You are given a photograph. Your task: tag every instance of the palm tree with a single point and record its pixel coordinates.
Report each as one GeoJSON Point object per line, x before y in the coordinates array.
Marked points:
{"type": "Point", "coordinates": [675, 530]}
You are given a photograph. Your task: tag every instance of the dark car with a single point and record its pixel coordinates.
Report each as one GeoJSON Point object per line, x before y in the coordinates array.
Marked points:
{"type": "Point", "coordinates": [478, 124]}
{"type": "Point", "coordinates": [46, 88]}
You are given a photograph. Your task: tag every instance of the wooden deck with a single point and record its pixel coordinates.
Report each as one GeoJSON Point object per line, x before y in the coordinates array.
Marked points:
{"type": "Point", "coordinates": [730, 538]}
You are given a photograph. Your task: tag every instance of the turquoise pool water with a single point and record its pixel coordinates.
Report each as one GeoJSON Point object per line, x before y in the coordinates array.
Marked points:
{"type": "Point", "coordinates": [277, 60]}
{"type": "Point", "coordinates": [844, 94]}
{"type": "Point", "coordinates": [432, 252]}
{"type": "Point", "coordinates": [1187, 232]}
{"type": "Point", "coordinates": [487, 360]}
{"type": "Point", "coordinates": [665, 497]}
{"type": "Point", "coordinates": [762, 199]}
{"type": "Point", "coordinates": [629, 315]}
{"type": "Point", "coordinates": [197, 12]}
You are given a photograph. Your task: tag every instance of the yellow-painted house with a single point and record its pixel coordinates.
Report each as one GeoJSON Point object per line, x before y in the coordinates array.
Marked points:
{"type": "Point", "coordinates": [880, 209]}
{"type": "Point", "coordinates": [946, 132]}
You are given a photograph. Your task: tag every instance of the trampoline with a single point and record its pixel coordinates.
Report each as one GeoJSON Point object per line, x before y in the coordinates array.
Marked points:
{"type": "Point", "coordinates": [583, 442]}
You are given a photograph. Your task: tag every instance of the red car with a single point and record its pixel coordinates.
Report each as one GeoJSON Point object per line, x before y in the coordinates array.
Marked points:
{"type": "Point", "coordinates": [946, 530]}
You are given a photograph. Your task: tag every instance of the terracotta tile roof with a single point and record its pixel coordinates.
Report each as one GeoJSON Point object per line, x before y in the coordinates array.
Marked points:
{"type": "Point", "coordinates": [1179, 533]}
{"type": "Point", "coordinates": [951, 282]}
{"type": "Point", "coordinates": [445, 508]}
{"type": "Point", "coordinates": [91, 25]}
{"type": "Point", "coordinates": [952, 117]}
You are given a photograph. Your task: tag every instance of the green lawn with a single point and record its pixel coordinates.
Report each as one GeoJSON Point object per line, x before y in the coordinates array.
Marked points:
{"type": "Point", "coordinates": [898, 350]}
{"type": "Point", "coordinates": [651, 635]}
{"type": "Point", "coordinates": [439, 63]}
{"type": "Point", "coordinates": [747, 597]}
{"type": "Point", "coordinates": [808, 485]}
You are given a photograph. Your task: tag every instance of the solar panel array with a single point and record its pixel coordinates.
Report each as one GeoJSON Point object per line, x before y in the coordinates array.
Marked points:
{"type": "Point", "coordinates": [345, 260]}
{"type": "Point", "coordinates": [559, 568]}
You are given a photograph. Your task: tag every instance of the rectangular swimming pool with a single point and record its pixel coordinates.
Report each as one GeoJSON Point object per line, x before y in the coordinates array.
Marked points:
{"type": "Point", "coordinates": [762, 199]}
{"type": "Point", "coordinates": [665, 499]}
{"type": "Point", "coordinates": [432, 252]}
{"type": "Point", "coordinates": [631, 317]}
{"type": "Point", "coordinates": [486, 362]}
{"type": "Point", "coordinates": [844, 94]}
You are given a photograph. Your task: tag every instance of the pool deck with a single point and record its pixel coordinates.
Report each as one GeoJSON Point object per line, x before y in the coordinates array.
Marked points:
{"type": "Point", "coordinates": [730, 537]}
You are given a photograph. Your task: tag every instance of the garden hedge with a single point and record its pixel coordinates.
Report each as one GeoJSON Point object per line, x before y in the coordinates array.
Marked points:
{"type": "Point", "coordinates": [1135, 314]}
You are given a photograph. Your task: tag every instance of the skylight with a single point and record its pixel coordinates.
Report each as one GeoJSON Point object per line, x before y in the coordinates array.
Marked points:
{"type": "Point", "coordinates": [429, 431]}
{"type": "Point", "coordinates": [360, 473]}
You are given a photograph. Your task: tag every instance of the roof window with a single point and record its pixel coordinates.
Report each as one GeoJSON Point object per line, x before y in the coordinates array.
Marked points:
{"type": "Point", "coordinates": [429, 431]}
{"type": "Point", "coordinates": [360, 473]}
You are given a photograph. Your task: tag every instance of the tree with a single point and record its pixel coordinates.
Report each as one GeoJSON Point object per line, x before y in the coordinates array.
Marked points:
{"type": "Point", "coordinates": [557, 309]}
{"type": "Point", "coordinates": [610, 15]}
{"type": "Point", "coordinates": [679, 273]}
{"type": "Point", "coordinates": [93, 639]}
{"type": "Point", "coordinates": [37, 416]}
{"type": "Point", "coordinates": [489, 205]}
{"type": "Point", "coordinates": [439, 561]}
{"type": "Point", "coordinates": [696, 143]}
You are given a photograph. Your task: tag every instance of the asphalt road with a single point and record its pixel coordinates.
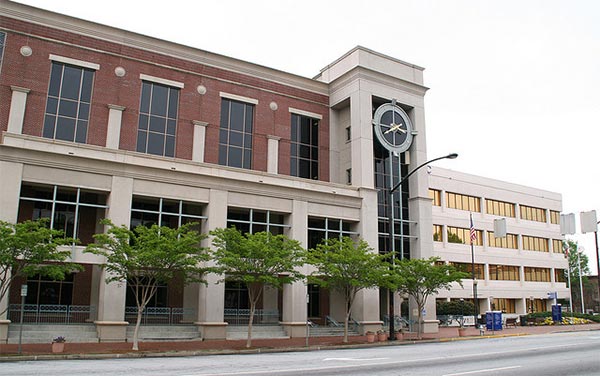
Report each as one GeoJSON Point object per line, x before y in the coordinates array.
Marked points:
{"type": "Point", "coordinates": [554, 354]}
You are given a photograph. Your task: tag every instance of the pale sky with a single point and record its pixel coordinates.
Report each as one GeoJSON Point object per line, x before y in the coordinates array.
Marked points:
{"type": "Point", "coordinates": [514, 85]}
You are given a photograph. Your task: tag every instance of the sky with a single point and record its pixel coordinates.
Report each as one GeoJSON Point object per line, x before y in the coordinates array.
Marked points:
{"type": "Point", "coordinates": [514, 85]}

■ **Directions for this task**
Rewrite all of the material above, swapping every "photograph" for "image" and leaving everything else as it is. Omit the pictures.

■ **Output below**
You are given a image. Your task: tag every instance of the palm tree with a single point and record its pixel coordinates.
Report each as one GeoJSON Point object per line, x before y in the coordinates array.
Marked points:
{"type": "Point", "coordinates": [675, 530]}
You are given a image. Your task: tag every instance of the dark car with a single point and record its pixel coordinates.
Report each as one GeoJSON Point object per line, x before y in the coordinates array.
Marked points:
{"type": "Point", "coordinates": [478, 124]}
{"type": "Point", "coordinates": [46, 88]}
You are given a image. Your task: tag every instance of the wooden deck with a single point and record its pixel coordinates.
Report each as one GeoJSON Point object per line, x before y in the coordinates array.
Marked points:
{"type": "Point", "coordinates": [730, 538]}
You are given a image. Your task: tag every instance of the turquoise pool water with a single point and record its pixel coordinates.
Report each as one GeoJSON Point object per line, x before y in the coordinates array.
Marked points:
{"type": "Point", "coordinates": [277, 60]}
{"type": "Point", "coordinates": [844, 94]}
{"type": "Point", "coordinates": [432, 252]}
{"type": "Point", "coordinates": [1187, 232]}
{"type": "Point", "coordinates": [487, 360]}
{"type": "Point", "coordinates": [665, 497]}
{"type": "Point", "coordinates": [762, 199]}
{"type": "Point", "coordinates": [629, 315]}
{"type": "Point", "coordinates": [197, 12]}
You are given a image. Your task: tag every instance of the yellow-painted house with a single point and record its pixel coordinates.
Report each as one GeoJSON Point object per line, x before y in the coordinates array.
Marked points:
{"type": "Point", "coordinates": [880, 209]}
{"type": "Point", "coordinates": [946, 132]}
You are given a image. Your task: tag every instance of the trampoline with a single point and record its pixel coordinates.
Report each as one GeoJSON Point object per line, x before y in the coordinates array.
Marked points:
{"type": "Point", "coordinates": [583, 442]}
You are given a image. Your task: tag every instance of the red car with a single point and record its pixel coordinates.
Report each as one GeoJSON Point object per line, x before y in the coordinates array.
Marked points:
{"type": "Point", "coordinates": [946, 530]}
You are given a image. Your task: tag every instance of the terracotta tile roof with a single point and record its pixel coordinates.
Report each as one GeoJSON Point object per line, x before y in the coordinates array.
Marked points:
{"type": "Point", "coordinates": [1179, 533]}
{"type": "Point", "coordinates": [951, 282]}
{"type": "Point", "coordinates": [445, 508]}
{"type": "Point", "coordinates": [91, 25]}
{"type": "Point", "coordinates": [952, 117]}
You are given a image. Your task: tag every instance of the green lawn with a single point and record its pixel coordinates.
Report each as one GeoJSON Point object per line, x before y in the coordinates array.
Marked points:
{"type": "Point", "coordinates": [898, 350]}
{"type": "Point", "coordinates": [651, 635]}
{"type": "Point", "coordinates": [439, 63]}
{"type": "Point", "coordinates": [747, 597]}
{"type": "Point", "coordinates": [808, 485]}
You are given a image. Your task: tag every instance of the solar panel array with a single point and record its pixel coordinates.
Report each as one GeoJSON Point object per line, x before y in the coordinates array.
Marked points:
{"type": "Point", "coordinates": [345, 260]}
{"type": "Point", "coordinates": [559, 568]}
You are given a image. Your task: tag every instance of the rectangular swimming pool with a single point and record its pixel coordinates.
Report each as one GeoJSON Point object per line, x before y in the coordinates array.
Marked points:
{"type": "Point", "coordinates": [762, 199]}
{"type": "Point", "coordinates": [665, 499]}
{"type": "Point", "coordinates": [432, 252]}
{"type": "Point", "coordinates": [631, 317]}
{"type": "Point", "coordinates": [486, 362]}
{"type": "Point", "coordinates": [844, 94]}
You are given a image. Your task: tag every instance of the pool deck with a single point and record its pixel coordinates.
Report each as one GeoJSON Point object per line, x before y in the coordinates array.
Marked points:
{"type": "Point", "coordinates": [730, 537]}
You are given a image. Your task: tag every instance of the garden hedge with a single point and record its pixel coordinates.
Report each as one GeoJSON Point object per line, x before y in the coordinates array.
Marked points:
{"type": "Point", "coordinates": [1135, 314]}
You are given a image. Your task: tag every instance of the skylight with a single point and record its pixel coordinates.
Report each as one GeoJSON Point object per line, x before y in the coordinates array.
Marked points:
{"type": "Point", "coordinates": [429, 431]}
{"type": "Point", "coordinates": [360, 473]}
You are given a image. Your task: tag every instance of the roof window with a single point and record its pixel coordinates.
Report each as one GeoJSON Point object per line, x before y in the coordinates array.
Marked points:
{"type": "Point", "coordinates": [429, 431]}
{"type": "Point", "coordinates": [360, 473]}
You are given a image. Your task: tag every instance of the tree with a single point and record its pixel coordinates.
Report each as one GeoJSON Point object per line, x before y in the coordinates array.
Marked points:
{"type": "Point", "coordinates": [557, 309]}
{"type": "Point", "coordinates": [610, 15]}
{"type": "Point", "coordinates": [679, 273]}
{"type": "Point", "coordinates": [93, 639]}
{"type": "Point", "coordinates": [37, 416]}
{"type": "Point", "coordinates": [489, 205]}
{"type": "Point", "coordinates": [439, 561]}
{"type": "Point", "coordinates": [696, 143]}
You are given a image. Your task: tag every instance of the asphalt road with a single point and record its pixel coordinates.
Report each as one GeoJSON Point object per line, x before y in the coordinates array.
Marked points:
{"type": "Point", "coordinates": [554, 354]}
You are given a image. Your task: tag every instance of the pale sky with a single point and record its pixel coordinates.
Report each as one GeoJSON Point object per line, x before y in the coordinates array.
Marked points:
{"type": "Point", "coordinates": [514, 85]}
You are given a image. Your task: tag every instance of the sky with a single point and record its pixel coordinates.
Report each as one GeoJSON Point object per line, x before y in the coordinates array.
Marked points:
{"type": "Point", "coordinates": [514, 85]}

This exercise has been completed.